» Questions on the material:
**1.** In the review below of the book on the half-life of facts, explain why some scientists had to abandon their research. Answer in one to three sentences.
**2.** Answer these questions on the review below of the book on the half-life of facts.
(a) How many billion people were on earth one hundred years ago?
(b) During which years were scientists certain that a human cell held 48 chromosomes?
(c) By about what percentage might the number of elements in the periodic table have grown since an inattentive person last looked?

» Reading text:
((
Tony's Reviews > The Half-Life of Facts: Why Everything We Know Has an Expiration Date

Facts change over time. Some, we expect to change. One hundred years ago, the answer to “How many billion people on earth?” was: two. When I was at school that changed from four to five. Recently, it became seven. Others, like "How many fingers on a human hand?”, we expect to remain constant (at least for a very long time). Sometimes even these sorts of facts, however, change unexpectedly. From 1912 to 1956 scientists were certain there were 48 chromosomes in a human cell. Some even had to abandon research when they found they could only account for 46 of the 48 they knew had to be there.

Other facts, like “How many elements in the periodic table?”, change just slowly enough for those of us who aren’t paying attention to be surprised when the answer turns out to be about 10% higher than when we last looked.
))
» Excerpted records:
((
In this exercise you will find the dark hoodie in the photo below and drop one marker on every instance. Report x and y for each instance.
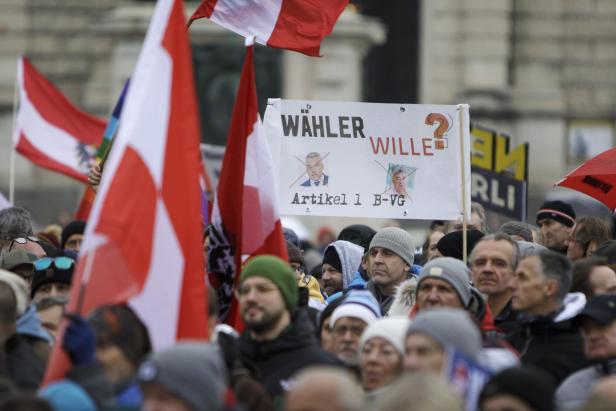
(276, 361)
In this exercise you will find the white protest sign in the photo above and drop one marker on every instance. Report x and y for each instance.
(370, 160)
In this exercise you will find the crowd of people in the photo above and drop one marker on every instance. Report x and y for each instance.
(363, 320)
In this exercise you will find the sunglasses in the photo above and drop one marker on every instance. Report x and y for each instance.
(23, 240)
(61, 263)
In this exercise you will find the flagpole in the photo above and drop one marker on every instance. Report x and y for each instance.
(463, 174)
(85, 279)
(12, 161)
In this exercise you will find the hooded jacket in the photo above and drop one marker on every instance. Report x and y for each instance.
(276, 361)
(350, 256)
(553, 343)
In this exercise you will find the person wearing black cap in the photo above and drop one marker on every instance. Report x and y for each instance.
(519, 389)
(556, 220)
(598, 324)
(52, 277)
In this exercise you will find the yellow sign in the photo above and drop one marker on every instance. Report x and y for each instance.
(491, 151)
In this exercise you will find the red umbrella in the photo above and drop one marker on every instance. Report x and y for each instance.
(596, 178)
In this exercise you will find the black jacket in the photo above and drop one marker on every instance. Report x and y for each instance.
(276, 361)
(553, 344)
(23, 366)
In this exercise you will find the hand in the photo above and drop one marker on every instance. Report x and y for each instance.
(94, 177)
(79, 340)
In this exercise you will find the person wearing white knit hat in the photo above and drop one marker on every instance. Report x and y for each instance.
(381, 352)
(348, 321)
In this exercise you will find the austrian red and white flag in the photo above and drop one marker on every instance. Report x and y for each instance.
(49, 130)
(298, 25)
(143, 240)
(245, 214)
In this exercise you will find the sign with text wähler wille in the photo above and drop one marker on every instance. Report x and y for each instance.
(370, 160)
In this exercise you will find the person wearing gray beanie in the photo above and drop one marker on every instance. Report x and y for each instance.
(450, 273)
(433, 332)
(390, 258)
(396, 240)
(190, 373)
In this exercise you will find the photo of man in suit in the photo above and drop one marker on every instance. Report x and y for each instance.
(314, 169)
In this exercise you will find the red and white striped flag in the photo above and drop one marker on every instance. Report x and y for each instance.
(143, 240)
(298, 25)
(245, 208)
(49, 130)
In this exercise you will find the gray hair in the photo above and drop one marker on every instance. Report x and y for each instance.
(556, 266)
(517, 228)
(15, 222)
(313, 154)
(350, 396)
(499, 236)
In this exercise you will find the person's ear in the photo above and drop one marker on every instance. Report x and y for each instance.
(551, 288)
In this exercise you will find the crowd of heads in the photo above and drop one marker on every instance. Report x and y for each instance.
(521, 317)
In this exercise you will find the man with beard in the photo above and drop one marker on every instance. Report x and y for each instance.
(556, 220)
(390, 258)
(279, 340)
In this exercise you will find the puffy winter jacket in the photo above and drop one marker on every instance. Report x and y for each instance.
(553, 343)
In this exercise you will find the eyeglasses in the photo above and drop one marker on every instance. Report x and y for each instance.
(356, 331)
(244, 290)
(23, 240)
(61, 263)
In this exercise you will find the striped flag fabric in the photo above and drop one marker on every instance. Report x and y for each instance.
(49, 130)
(297, 25)
(87, 200)
(143, 240)
(245, 213)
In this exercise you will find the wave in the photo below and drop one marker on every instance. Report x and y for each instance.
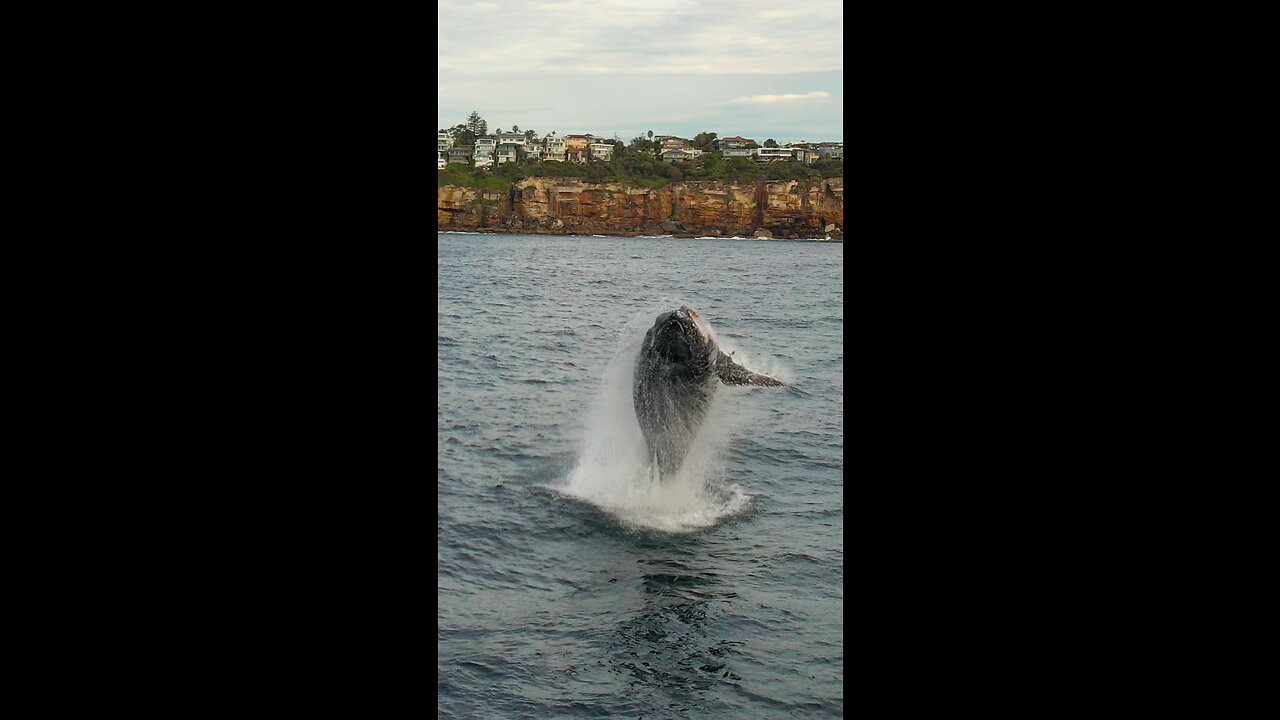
(613, 472)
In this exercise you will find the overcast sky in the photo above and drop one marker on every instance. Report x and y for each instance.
(753, 68)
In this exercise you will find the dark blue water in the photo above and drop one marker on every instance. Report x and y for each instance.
(570, 584)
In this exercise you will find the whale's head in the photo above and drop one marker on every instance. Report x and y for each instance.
(681, 337)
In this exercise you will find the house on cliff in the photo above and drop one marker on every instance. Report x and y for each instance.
(574, 141)
(732, 144)
(599, 150)
(553, 149)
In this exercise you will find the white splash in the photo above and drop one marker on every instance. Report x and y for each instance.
(615, 473)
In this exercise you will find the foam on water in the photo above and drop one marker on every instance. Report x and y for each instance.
(615, 473)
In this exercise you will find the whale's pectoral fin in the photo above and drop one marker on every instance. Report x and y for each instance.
(734, 374)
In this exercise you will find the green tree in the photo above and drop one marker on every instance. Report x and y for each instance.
(704, 140)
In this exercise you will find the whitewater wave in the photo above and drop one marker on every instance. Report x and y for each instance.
(615, 473)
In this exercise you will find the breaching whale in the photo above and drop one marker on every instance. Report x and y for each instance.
(676, 376)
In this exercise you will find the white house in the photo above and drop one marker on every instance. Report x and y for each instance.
(553, 149)
(804, 154)
(506, 153)
(732, 142)
(768, 154)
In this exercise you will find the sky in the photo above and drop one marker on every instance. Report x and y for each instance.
(758, 69)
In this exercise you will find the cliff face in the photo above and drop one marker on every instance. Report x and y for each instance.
(568, 205)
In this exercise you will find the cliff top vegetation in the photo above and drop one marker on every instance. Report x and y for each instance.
(640, 169)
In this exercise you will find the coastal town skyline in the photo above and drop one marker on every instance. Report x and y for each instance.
(673, 67)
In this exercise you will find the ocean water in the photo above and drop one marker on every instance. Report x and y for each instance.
(568, 582)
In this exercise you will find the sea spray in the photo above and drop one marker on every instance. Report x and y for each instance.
(613, 469)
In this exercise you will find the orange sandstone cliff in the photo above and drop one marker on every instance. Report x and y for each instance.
(570, 205)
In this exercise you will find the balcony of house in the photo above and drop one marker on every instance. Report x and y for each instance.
(772, 154)
(732, 144)
(504, 154)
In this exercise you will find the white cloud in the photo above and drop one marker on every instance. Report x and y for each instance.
(780, 98)
(620, 65)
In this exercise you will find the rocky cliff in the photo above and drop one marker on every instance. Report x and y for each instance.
(570, 205)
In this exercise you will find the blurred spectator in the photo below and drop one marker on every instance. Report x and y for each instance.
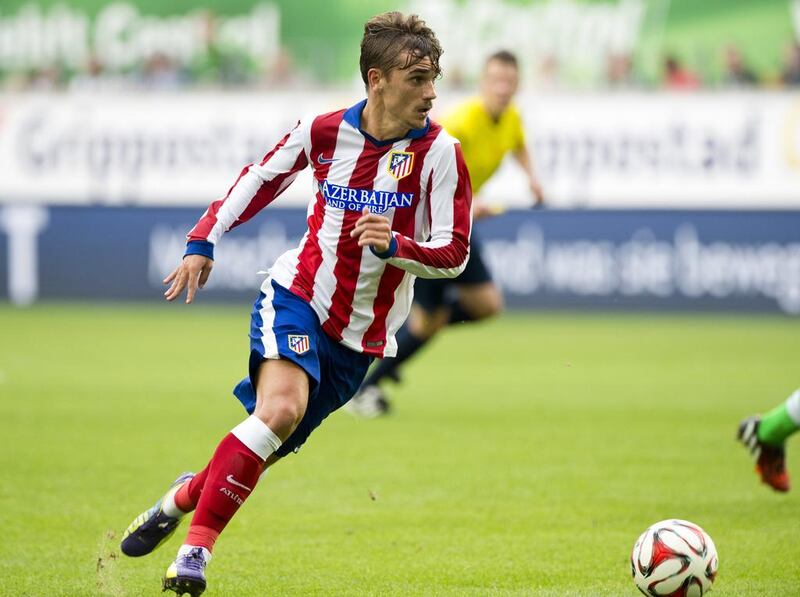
(677, 77)
(220, 64)
(160, 72)
(737, 73)
(95, 77)
(790, 74)
(619, 71)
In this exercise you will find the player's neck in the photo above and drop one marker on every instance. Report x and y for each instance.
(378, 123)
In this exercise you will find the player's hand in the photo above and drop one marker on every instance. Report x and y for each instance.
(538, 194)
(192, 273)
(373, 230)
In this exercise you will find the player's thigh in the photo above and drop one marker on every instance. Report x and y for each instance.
(480, 300)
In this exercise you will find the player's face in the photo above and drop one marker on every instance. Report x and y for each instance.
(498, 85)
(408, 93)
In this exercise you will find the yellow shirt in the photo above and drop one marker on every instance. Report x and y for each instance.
(484, 141)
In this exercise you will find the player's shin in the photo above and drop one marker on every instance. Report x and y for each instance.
(777, 425)
(233, 473)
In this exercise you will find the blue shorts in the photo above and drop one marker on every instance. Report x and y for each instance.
(284, 326)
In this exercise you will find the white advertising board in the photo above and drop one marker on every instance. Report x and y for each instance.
(613, 150)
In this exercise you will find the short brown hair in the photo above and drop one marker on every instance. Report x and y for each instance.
(388, 35)
(505, 57)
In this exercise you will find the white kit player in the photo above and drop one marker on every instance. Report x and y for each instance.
(393, 202)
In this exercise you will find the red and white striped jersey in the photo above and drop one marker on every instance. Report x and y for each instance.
(420, 183)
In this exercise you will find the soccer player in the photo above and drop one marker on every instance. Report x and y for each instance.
(489, 127)
(393, 202)
(766, 436)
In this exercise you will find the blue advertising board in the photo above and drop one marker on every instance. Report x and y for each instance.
(670, 260)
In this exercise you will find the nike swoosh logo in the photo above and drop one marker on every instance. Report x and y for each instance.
(233, 481)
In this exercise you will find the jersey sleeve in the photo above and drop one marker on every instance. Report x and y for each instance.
(257, 186)
(445, 254)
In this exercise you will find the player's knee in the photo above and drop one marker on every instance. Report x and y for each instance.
(281, 412)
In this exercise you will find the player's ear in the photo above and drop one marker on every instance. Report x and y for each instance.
(375, 79)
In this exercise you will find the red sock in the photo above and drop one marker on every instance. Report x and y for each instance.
(188, 495)
(232, 475)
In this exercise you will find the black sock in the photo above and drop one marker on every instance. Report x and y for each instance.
(407, 345)
(457, 313)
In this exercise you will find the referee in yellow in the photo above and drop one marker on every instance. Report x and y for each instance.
(489, 127)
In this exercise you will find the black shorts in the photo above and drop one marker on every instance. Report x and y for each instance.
(430, 294)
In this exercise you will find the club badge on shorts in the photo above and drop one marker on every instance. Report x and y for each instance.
(401, 163)
(299, 344)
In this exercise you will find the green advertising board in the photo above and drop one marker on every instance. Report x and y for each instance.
(318, 41)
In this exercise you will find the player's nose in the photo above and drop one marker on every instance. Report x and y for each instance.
(429, 93)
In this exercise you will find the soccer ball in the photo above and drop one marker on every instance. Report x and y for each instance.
(674, 558)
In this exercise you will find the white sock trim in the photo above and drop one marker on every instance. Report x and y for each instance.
(793, 407)
(184, 549)
(255, 434)
(168, 505)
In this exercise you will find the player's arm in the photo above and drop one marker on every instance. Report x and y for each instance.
(523, 158)
(445, 254)
(257, 186)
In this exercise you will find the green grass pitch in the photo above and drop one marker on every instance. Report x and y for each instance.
(524, 456)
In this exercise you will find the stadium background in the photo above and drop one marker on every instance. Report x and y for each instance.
(120, 122)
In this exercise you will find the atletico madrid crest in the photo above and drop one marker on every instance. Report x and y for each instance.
(401, 163)
(299, 344)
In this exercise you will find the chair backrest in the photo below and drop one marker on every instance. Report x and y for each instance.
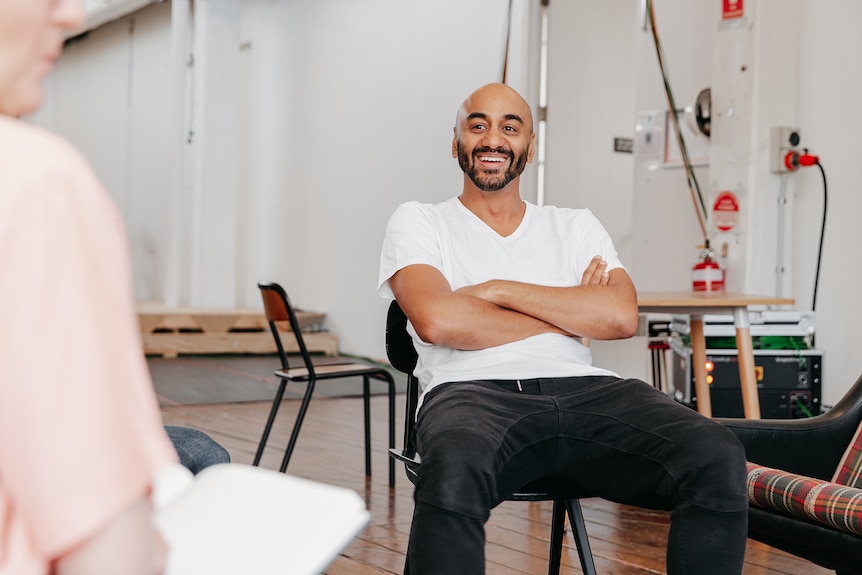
(278, 309)
(402, 355)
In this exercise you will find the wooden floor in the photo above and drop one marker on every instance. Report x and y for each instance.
(625, 540)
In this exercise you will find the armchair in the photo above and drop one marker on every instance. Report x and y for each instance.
(804, 483)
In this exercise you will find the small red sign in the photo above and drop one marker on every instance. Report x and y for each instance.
(731, 9)
(725, 211)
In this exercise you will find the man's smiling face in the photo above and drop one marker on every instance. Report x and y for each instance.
(493, 137)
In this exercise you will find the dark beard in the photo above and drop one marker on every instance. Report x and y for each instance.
(486, 181)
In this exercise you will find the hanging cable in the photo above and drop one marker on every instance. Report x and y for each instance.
(822, 234)
(504, 65)
(694, 188)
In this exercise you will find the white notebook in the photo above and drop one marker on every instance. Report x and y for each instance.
(234, 518)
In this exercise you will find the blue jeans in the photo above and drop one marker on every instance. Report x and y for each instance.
(196, 449)
(621, 440)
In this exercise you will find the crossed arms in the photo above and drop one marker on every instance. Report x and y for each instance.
(496, 312)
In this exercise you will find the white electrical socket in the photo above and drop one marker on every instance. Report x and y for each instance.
(782, 139)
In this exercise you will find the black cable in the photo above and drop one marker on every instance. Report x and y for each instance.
(822, 234)
(693, 186)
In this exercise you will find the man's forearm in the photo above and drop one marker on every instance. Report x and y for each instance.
(597, 312)
(465, 322)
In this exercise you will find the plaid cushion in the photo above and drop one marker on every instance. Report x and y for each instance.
(838, 506)
(849, 470)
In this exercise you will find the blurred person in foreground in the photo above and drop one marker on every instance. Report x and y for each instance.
(81, 436)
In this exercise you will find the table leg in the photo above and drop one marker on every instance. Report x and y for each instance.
(747, 376)
(698, 359)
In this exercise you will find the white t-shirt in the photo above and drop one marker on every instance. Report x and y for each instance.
(552, 246)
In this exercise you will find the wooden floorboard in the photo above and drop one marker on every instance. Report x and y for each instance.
(624, 540)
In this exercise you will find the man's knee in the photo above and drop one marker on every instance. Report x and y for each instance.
(196, 449)
(458, 473)
(716, 476)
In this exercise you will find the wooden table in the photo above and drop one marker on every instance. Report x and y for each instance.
(696, 305)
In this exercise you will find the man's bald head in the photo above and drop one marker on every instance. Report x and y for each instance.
(495, 94)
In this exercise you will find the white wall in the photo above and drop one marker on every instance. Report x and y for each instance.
(345, 110)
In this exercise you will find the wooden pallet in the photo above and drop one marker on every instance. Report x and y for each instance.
(172, 331)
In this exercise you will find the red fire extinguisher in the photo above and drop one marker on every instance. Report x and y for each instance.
(707, 275)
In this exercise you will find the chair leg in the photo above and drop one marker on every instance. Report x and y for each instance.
(391, 383)
(579, 531)
(299, 418)
(279, 394)
(366, 400)
(558, 518)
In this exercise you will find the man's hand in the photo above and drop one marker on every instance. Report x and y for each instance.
(596, 273)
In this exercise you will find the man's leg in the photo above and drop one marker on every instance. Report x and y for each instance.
(475, 439)
(644, 449)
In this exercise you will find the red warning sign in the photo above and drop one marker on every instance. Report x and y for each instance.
(725, 211)
(731, 9)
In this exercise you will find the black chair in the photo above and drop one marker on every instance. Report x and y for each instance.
(402, 356)
(278, 308)
(812, 447)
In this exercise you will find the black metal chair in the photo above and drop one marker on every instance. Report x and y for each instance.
(402, 356)
(278, 308)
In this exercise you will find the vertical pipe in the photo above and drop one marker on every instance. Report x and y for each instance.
(176, 274)
(543, 107)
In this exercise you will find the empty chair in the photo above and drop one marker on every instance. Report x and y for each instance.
(278, 308)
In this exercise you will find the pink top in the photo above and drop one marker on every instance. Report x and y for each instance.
(81, 435)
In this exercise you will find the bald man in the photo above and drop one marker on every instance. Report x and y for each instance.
(499, 294)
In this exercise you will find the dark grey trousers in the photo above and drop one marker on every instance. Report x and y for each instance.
(619, 439)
))
» Answer set:
**1.** From 1912 to 1956, scientists were certain that a human cell held 48 chromosomes. Some of them abandoned their research when they could account for only 46 of the 48 they believed had to be there.

**2.**
(a) Two billion.
(b) From 1912 to 1956.
(c) About 10%.